DANE WEJŚCIOWE:
__________

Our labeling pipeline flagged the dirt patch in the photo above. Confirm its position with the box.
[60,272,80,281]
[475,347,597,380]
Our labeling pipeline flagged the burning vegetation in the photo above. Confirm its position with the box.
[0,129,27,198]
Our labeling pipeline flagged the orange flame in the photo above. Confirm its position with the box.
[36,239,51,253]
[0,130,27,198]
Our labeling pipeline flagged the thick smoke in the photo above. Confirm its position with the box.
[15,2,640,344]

__________

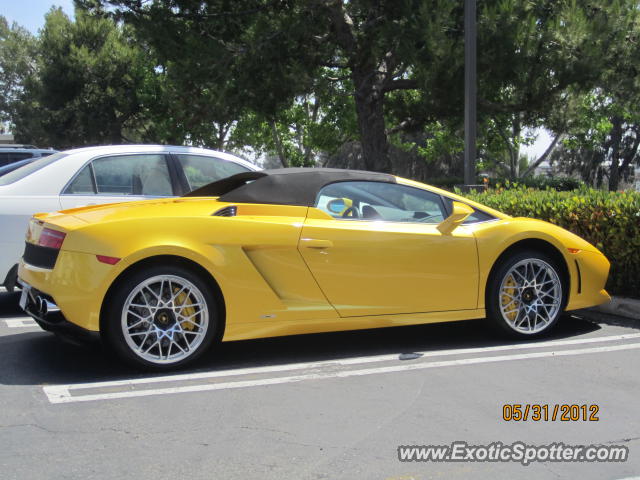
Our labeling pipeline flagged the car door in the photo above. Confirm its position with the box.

__________

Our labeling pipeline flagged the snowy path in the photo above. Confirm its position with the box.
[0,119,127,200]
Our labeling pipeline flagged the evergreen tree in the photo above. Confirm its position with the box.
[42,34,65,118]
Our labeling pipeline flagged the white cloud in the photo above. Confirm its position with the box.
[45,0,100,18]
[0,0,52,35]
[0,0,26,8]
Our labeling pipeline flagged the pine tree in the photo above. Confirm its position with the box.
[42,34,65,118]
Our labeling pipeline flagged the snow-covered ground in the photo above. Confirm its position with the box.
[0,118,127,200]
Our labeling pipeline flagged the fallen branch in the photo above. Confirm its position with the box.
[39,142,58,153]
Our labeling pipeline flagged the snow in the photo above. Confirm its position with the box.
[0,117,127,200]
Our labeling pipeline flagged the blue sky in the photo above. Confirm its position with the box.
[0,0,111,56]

__________

TREŚĆ ZADANIA: Wybierz z powyższych rekordów wszystkie wiersze, w których występuje słowo „tree”. Wielkość liter ma znaczenie.

ODPOWIEDŹ:
Our labeling pipeline flagged the evergreen tree in the photo above. Confirm its position with the box.
Our labeling pipeline flagged the pine tree in the photo above. Confirm its position with the box.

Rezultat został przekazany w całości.